2019 CAF Super Cup
| Espérance de Tunis | Raja CA |
| Tunisia | Morocco |
| 1 | 2 |
- Date: 29 March 2019
- Venue: Thani bin Jassim Stadium, Doha, Qatar
- Referee: Bamlak Tessema Weyesa (Ethiopia)

= 2019 CAF Super Cup =

The 2019 CAF Super Cup (officially the 2019 Total CAF Super Cup for sponsorship reasons) was the 27th CAF Super Cup, an annual football match in Africa organized by the Confederation of African Football (CAF), between the winners of the previous season's two CAF club competitions, the CAF Champions League and the CAF Confederation Cup.

The match was played between Espérance de Tunis from Tunisia, the 2018 CAF Champions League winners, and Raja CA from Morocco, the 2018 CAF Confederation Cup winners, at the Thani bin Jassim Stadium in Doha, Qatar on 29 March 2019.

Raja CA won the match 2–1 for their second CAF Super Cup title.

The match was originally to be hosted by Espérance de Tunis at the Stade Olympique de Radès in Radès, Tunisia on 29 December 2018, but CAF announced on 12 December 2018 that the match would be played in Qatar on 20 February 2019. However, the date was later changed to 29 March 2019 after both clubs requested a new date for the match. This was the first CAF Super Cup to be played outside of Africa.

The Super Cup of this season followed a transitional calendar which allows the CAF club competitions to switch from a February-to-November schedule to an August–to-May schedule, as per the decision of the CAF Executive Committee on 20 July 2017. The Super Cup of next season will then be played in August after the 2019 Africa Cup of Nations (which has been switched from January/February to June/July) following the new calendar.

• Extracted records
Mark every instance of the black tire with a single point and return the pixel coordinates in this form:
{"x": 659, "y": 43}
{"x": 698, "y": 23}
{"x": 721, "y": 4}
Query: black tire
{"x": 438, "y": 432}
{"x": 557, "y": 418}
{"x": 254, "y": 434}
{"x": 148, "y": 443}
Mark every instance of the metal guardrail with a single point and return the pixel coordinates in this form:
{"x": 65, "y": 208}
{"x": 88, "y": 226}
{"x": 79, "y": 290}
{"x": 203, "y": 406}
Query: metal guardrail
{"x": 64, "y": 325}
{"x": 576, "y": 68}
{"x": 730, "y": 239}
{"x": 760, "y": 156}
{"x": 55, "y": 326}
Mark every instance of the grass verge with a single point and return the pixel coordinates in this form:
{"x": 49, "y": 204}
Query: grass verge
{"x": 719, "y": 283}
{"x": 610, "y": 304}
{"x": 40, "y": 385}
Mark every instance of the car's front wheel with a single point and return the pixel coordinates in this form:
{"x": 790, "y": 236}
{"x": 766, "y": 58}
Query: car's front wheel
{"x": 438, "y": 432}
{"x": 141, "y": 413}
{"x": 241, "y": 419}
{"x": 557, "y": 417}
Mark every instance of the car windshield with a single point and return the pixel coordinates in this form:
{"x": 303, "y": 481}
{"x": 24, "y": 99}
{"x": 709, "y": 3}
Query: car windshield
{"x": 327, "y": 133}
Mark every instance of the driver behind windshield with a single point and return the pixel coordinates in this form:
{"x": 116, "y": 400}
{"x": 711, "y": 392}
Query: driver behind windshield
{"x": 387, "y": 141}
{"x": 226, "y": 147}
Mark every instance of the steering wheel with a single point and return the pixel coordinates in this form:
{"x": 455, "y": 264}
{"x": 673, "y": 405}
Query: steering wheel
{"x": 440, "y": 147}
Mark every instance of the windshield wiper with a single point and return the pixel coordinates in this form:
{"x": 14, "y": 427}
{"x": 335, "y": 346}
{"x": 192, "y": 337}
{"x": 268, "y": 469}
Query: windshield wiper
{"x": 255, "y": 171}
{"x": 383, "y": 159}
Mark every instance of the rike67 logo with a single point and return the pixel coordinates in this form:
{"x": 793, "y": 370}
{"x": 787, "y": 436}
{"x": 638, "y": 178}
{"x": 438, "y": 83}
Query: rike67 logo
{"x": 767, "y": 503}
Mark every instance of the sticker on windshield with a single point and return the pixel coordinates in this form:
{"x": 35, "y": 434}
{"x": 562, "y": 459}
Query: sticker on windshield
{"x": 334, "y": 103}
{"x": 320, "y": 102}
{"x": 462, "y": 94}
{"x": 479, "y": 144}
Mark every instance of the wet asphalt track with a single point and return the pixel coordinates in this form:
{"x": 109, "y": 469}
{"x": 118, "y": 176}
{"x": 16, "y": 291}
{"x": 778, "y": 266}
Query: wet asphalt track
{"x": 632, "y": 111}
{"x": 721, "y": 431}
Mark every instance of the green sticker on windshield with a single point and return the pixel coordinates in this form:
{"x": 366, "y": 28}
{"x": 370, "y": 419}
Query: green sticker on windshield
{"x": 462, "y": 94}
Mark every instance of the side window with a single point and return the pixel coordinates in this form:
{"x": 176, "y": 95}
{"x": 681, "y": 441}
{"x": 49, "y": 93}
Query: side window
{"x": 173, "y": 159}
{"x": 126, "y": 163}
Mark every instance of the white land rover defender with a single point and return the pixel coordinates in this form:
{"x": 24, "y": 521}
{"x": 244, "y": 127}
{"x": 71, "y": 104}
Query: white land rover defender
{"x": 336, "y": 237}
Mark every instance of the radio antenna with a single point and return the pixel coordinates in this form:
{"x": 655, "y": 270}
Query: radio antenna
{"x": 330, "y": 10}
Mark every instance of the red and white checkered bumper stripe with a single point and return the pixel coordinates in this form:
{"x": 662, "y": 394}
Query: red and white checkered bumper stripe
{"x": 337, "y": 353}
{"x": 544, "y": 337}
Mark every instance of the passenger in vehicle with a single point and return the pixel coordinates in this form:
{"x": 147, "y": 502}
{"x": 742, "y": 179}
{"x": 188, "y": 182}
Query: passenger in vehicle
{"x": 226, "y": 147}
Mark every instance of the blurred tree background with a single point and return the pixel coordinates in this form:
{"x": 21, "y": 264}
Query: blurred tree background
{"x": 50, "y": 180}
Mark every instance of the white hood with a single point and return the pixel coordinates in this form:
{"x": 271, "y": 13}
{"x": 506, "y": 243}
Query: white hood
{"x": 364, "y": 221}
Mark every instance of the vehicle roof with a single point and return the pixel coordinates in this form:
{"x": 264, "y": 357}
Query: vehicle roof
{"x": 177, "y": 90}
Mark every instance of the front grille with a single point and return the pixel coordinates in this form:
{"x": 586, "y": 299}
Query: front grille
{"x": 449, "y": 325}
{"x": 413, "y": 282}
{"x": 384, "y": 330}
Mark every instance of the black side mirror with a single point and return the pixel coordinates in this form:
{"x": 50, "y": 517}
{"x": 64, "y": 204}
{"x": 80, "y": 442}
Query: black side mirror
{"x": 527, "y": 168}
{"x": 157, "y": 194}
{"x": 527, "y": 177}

• Tasks
**a.** Name every country mentioned in the 2019 CAF Super Cup article, each only once.
**b.** Please reproduce the 2019 CAF Super Cup article from "The match was originally" up to and including "the new calendar.".
**c.** Carry the 2019 CAF Super Cup article forward from its final sentence.
The records are separate material and are not part of the 2019 CAF Super Cup article.

• Responses for each task
**a.** Tunisia, Morocco, Qatar, Ethiopia

**b.**
The match was originally to be hosted by Espérance de Tunis at the Stade Olympique de Radès in Radès, Tunisia on 29 December 2018, but CAF announced on 12 December 2018 that the match would be played in Qatar on 20 February 2019. However, the date was later changed to 29 March 2019 after both clubs requested a new date for the match. This was the first CAF Super Cup to be played outside of Africa.

The Super Cup of this season followed a transitional calendar which allows the CAF club competitions to switch from a February-to-November schedule to an August–to-May schedule, as per the decision of the CAF Executive Committee on 20 July 2017. The Super Cup of next season will then be played in August after the 2019 Africa Cup of Nations (which has been switched from January/February to June/July) following the new calendar.

**c.**
==Teams==

| Team | Zone | Qualification | Previous participation (bold indicates winners) |
|---|---|---|---|
| TUN Espérance de Tunis | UNAF (North Africa) | 2018 CAF Champions League winners | 3 (1995, 1999, 2012) |
| MAR Raja CA | UNAF (North Africa) | 2018 CAF Confederation Cup winners | 2 (1998, 2000) |

==Venue==

City: Stadium; Doha Location of the host city of the 2019 CAF Super Cup.
Doha: Thani bin Jassim Stadium
Capacity: 20,560

==Format==
The CAF Super Cup was played as a single match at a neutral venue, with the CAF Champions League winners designated as the "home" team for administrative purposes. If the score was tied at the end of regulation, extra time would not be played, and the penalty shoot-out would be used to determine the winner (CAF Champions League Regulations XXVII and CAF Confederation Cup Regulations XXV).

==Ticketing==
A total of 20,560 tickets are available in three categories: category 1 for 100 QR, category 2 for 50 QR, and category 3 for 20 QR.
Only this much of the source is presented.